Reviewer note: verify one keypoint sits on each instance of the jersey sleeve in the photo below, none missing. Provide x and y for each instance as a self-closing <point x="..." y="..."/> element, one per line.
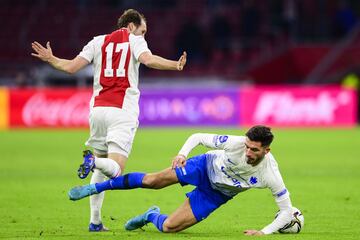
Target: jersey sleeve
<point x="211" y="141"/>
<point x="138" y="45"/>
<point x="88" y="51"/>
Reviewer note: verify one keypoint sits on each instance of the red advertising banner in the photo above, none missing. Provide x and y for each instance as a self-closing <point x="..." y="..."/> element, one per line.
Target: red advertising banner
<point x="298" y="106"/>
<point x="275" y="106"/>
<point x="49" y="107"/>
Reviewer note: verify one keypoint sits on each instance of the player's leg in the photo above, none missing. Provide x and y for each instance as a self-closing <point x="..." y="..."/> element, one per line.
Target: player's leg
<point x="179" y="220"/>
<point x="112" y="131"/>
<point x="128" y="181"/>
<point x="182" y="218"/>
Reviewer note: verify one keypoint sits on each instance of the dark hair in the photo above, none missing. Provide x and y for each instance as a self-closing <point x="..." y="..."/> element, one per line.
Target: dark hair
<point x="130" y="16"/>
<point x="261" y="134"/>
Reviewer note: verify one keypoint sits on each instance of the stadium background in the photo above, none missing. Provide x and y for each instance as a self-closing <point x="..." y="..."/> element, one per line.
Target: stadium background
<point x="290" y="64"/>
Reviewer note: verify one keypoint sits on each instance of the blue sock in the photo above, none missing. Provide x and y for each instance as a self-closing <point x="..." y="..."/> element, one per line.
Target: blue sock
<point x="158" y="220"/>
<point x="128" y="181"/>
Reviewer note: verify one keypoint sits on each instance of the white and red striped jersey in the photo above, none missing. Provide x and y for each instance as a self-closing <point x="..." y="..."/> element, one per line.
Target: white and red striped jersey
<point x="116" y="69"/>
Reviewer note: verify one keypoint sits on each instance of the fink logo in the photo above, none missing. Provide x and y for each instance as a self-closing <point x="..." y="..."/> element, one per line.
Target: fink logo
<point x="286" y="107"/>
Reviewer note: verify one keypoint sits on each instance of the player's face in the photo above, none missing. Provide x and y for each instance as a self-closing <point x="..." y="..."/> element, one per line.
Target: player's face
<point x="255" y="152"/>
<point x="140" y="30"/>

----------------

HOW TO COMPLETE THIS TASK: Nothing but the lines from the first line of the data above through the line holding "the red advertising" may appear in the response, copied exactly and without pictures.

REPLY TO THE EXERCISE:
Reviewer note: verify one keypoint sits on each instance of the jersey sleeve in the photo below, none missing. Provide x and y for each instance as a self-closing <point x="..." y="..."/> element, one per line.
Target: jersey sleeve
<point x="211" y="141"/>
<point x="138" y="45"/>
<point x="88" y="51"/>
Reviewer note: verify one keypoint sits on each instance of the red advertising banner in the photo above, none missing. Provide x and y for each instance as a self-closing <point x="..." y="..."/> element, one per line.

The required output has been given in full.